== YOUR TASK ==
Please give again, word for word, the line that contains "white baseball cap. Return a box per instance." and every line after it to the end of the data, with no other lines.

▼

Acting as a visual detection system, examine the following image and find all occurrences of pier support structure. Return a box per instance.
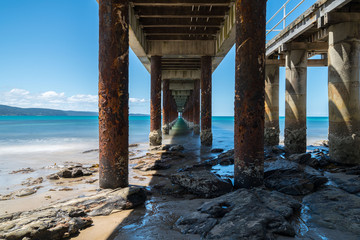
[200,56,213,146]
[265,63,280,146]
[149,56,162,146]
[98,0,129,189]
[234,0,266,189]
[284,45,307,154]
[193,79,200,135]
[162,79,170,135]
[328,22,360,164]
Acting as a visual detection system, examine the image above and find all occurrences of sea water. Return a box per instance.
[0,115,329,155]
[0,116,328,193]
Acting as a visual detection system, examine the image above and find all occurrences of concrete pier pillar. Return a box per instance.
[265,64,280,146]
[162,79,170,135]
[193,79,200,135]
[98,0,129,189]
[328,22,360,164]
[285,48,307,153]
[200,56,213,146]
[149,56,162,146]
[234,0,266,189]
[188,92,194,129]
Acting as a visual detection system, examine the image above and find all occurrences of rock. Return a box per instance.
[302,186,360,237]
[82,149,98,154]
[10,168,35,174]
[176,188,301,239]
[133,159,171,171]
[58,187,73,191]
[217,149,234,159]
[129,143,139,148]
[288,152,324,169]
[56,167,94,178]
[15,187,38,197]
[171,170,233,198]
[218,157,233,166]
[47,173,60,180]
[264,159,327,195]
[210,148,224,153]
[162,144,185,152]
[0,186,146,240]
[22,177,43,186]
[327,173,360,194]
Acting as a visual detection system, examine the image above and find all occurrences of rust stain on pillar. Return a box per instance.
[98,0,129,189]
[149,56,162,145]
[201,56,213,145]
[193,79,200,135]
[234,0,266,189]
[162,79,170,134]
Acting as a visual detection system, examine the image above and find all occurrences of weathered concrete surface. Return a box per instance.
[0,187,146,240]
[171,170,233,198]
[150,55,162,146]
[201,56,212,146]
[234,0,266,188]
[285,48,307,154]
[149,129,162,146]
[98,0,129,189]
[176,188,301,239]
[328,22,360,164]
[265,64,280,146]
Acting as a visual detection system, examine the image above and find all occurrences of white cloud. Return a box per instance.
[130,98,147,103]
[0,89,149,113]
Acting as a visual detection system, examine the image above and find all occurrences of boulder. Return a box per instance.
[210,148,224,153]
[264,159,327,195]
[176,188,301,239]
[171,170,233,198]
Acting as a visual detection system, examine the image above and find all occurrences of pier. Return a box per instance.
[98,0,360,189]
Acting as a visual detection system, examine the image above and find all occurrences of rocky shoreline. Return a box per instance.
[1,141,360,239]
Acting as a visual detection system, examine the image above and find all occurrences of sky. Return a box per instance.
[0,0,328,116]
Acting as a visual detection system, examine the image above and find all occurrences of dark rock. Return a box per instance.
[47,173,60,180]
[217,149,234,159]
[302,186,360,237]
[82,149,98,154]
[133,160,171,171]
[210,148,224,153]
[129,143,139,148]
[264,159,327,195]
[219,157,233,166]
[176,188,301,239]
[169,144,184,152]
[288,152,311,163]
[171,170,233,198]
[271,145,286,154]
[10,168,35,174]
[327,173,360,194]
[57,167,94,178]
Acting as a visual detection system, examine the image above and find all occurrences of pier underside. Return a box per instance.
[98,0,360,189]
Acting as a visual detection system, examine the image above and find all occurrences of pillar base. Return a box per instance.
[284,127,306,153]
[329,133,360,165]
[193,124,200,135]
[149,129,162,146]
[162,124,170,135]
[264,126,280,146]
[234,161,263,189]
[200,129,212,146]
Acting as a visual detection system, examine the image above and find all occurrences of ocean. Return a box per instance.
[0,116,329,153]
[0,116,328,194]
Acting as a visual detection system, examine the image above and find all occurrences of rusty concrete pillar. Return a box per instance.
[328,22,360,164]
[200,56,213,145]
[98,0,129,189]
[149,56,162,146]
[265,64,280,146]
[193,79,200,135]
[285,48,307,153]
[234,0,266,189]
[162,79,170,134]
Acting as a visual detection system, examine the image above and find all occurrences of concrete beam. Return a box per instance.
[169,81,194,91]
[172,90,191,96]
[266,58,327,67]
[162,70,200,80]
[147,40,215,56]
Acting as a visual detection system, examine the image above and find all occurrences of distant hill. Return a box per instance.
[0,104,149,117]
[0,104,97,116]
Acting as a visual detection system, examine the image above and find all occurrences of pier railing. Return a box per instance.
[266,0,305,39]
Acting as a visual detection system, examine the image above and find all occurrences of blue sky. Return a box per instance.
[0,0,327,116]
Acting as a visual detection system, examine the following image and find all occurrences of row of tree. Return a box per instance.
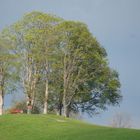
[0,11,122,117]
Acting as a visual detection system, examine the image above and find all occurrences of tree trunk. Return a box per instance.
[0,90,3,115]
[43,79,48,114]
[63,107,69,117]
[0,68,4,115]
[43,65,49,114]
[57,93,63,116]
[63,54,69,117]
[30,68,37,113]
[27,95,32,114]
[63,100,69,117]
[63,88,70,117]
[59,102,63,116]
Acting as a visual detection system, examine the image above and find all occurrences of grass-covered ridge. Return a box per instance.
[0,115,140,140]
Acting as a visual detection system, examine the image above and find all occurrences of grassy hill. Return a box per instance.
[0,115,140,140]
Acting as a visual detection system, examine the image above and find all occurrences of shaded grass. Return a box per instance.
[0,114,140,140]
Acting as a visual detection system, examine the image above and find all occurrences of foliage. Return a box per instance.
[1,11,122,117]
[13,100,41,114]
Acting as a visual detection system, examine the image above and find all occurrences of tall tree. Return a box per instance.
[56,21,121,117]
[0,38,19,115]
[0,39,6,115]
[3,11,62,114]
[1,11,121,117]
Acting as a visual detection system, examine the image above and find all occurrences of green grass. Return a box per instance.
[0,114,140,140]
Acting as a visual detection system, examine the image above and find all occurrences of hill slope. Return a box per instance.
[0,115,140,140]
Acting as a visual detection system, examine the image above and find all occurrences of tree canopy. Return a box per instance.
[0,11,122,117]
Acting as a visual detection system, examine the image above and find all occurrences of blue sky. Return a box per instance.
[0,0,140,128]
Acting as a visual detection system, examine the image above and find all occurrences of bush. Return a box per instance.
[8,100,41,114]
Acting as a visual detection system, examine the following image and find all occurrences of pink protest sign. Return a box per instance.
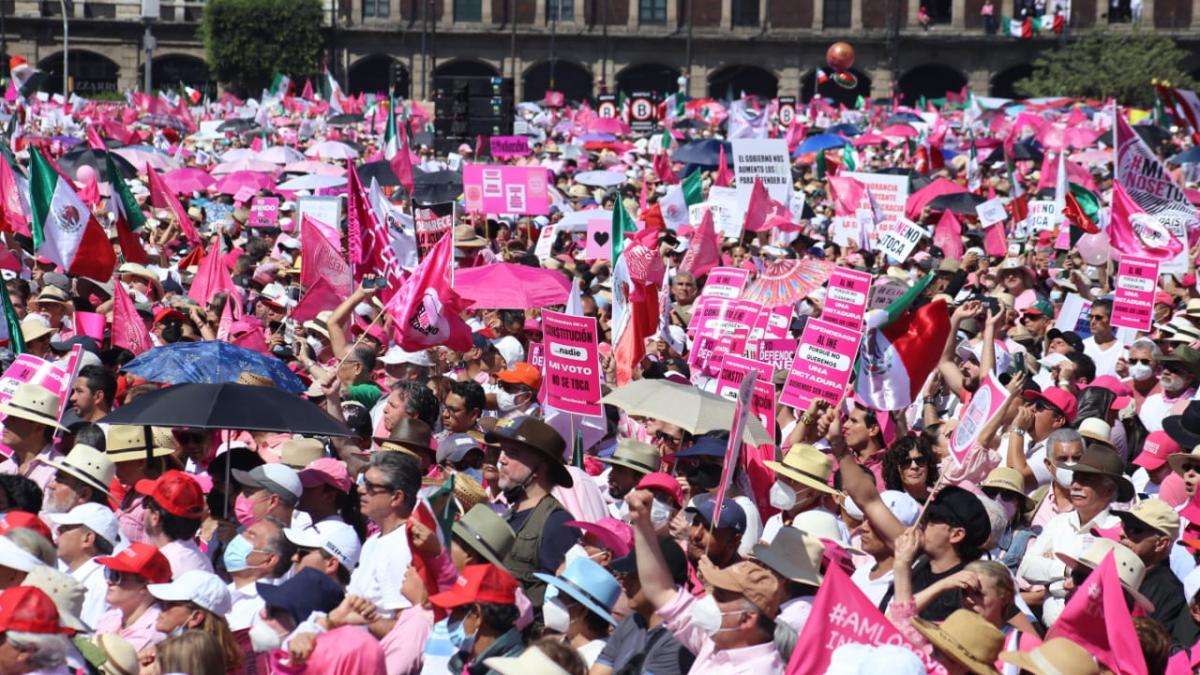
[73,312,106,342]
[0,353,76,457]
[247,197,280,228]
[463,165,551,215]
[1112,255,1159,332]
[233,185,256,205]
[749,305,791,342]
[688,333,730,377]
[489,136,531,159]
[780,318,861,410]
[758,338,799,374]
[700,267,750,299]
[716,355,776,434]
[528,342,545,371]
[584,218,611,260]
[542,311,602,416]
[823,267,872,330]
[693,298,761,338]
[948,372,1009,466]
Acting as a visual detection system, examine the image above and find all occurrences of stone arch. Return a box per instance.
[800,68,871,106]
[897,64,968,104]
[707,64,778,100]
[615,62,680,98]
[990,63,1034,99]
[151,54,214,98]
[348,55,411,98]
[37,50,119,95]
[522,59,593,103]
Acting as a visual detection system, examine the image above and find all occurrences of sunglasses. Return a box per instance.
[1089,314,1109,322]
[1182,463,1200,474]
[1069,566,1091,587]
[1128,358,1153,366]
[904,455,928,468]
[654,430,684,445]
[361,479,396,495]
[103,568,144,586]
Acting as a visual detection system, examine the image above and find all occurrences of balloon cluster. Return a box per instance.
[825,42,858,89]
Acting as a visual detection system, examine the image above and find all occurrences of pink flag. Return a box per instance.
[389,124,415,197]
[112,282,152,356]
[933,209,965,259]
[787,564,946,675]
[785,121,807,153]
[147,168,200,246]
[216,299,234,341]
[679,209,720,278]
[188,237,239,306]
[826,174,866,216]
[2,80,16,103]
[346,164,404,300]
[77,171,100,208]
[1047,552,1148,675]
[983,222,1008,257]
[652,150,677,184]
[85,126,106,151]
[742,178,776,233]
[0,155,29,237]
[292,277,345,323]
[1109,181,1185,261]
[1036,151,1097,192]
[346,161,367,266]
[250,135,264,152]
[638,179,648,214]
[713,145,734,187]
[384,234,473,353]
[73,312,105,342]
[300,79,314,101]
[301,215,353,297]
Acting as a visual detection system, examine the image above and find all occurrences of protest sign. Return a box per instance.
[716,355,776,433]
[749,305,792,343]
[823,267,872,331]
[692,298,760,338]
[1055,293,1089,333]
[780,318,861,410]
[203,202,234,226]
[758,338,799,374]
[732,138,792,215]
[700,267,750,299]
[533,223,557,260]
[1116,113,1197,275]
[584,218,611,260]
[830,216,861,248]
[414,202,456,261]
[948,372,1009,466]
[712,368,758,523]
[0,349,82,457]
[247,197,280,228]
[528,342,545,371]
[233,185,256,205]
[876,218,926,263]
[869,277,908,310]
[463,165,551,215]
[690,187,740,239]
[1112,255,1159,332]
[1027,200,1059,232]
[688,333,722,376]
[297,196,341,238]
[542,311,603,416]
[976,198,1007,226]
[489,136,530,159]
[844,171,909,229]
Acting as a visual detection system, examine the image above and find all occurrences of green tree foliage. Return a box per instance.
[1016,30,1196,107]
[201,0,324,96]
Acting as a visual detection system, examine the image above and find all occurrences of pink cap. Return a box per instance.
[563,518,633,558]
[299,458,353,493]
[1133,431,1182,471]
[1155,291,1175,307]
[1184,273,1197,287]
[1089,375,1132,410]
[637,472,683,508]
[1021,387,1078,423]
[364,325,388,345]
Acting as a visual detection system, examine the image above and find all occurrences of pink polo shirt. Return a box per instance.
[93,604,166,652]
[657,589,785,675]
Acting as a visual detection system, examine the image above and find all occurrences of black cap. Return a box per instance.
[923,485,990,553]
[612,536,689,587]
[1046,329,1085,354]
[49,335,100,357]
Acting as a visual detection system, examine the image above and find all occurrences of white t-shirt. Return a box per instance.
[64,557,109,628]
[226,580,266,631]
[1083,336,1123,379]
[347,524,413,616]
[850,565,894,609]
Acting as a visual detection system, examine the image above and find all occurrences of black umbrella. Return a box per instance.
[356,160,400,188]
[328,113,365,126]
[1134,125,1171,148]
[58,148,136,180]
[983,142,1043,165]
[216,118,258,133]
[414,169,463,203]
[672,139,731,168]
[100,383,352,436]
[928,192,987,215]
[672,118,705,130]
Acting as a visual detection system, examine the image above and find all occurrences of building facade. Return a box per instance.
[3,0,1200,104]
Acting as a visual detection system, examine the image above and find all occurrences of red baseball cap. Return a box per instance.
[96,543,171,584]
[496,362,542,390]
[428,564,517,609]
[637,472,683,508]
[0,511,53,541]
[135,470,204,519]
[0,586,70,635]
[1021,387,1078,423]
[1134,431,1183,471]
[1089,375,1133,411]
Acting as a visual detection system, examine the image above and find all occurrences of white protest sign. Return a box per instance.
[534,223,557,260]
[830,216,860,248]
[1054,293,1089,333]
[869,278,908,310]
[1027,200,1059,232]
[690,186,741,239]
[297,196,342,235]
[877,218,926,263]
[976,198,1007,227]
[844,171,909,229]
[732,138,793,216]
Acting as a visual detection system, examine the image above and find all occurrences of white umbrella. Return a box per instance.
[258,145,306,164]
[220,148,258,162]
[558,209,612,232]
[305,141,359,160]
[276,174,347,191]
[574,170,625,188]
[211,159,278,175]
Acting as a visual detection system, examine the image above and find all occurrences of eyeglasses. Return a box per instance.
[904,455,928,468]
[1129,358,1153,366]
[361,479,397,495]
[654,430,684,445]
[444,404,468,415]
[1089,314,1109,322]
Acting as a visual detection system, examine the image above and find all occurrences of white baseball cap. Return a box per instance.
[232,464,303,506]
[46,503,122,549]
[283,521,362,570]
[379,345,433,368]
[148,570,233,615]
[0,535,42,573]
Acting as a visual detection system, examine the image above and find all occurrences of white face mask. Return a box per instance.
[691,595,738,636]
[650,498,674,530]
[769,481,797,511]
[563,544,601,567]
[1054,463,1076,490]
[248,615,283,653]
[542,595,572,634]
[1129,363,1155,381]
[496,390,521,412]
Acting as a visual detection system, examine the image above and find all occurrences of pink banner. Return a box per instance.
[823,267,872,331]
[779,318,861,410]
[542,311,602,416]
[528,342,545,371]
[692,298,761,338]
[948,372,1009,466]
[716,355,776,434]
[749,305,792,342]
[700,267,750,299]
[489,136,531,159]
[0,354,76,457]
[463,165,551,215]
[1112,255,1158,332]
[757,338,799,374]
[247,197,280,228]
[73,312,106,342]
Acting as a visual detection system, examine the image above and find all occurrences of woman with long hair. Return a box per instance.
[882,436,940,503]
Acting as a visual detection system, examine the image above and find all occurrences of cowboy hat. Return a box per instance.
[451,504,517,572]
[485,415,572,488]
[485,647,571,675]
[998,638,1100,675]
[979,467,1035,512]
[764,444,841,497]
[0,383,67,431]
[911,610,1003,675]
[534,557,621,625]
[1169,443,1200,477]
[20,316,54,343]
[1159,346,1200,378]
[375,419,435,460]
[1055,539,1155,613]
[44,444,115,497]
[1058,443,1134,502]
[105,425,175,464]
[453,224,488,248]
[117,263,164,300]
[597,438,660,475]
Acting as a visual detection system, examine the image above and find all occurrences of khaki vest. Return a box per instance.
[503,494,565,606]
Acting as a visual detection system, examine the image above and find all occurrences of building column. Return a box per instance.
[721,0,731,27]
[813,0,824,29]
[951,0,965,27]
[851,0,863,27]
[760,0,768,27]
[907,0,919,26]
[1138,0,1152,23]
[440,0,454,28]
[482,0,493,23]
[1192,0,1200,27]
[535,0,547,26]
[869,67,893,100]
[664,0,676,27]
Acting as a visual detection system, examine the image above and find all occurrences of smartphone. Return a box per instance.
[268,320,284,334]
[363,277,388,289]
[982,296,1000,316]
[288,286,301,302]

▲

== RESPONSE ==
Acting as a visual detection system, examine the image above and find all occurrences of white baseball cap. Return a box per instance.
[232,464,303,506]
[46,503,122,549]
[283,521,362,570]
[379,345,433,368]
[148,570,233,615]
[0,535,42,573]
Acting as a visual detection system, examine the image above and find all occurrences of white face mask. Return a box per instance.
[691,595,738,636]
[650,498,674,530]
[769,481,797,511]
[563,544,601,567]
[1054,463,1076,490]
[248,615,283,653]
[542,595,572,634]
[1129,363,1155,381]
[496,390,521,412]
Acting as a visual detection system, examine the image above and find all occurrences of pink banner. Return a box per instance.
[823,267,872,331]
[779,318,861,410]
[542,311,602,416]
[528,342,545,371]
[692,298,761,338]
[948,372,1009,466]
[716,355,776,434]
[749,305,792,342]
[700,267,750,299]
[489,136,531,159]
[0,354,76,457]
[463,165,551,215]
[1112,255,1158,332]
[757,338,799,374]
[247,197,280,228]
[73,312,106,342]
Acting as a visual detection system, examine the image above and find all occurrences of woman with long hair. Return a box per instance.
[882,436,940,503]
Acting as a visual detection system, examine the image above and find all occurrences of cowboy hat. Return a box per instance.
[451,504,517,572]
[485,415,572,488]
[485,647,571,675]
[998,638,1100,675]
[979,467,1035,512]
[764,444,841,497]
[0,383,67,431]
[911,610,1003,675]
[534,557,621,625]
[1169,443,1200,477]
[20,316,54,343]
[1159,346,1200,378]
[375,419,435,460]
[1055,539,1155,613]
[44,444,115,497]
[1058,443,1134,502]
[105,425,175,464]
[453,224,488,248]
[117,263,164,300]
[597,438,660,475]
Acting as a visual detection system, examine the image above and find all occurrences of khaki vest. Return a box per instance.
[503,494,565,606]
Acting as a visual detection system, examine the image above and find all occurrences of building column. Return a box per instance.
[721,0,731,27]
[813,0,824,29]
[951,0,965,27]
[851,0,863,27]
[760,0,768,27]
[907,0,919,26]
[1138,0,1152,23]
[440,0,454,28]
[482,0,493,23]
[1192,0,1200,27]
[535,0,547,26]
[869,67,893,100]
[664,0,676,27]
Acting as a visual detection system, examine the image above and find all occurrences of smartphone. Return a box per instance.
[268,320,284,334]
[363,277,388,289]
[982,296,1000,316]
[288,286,301,302]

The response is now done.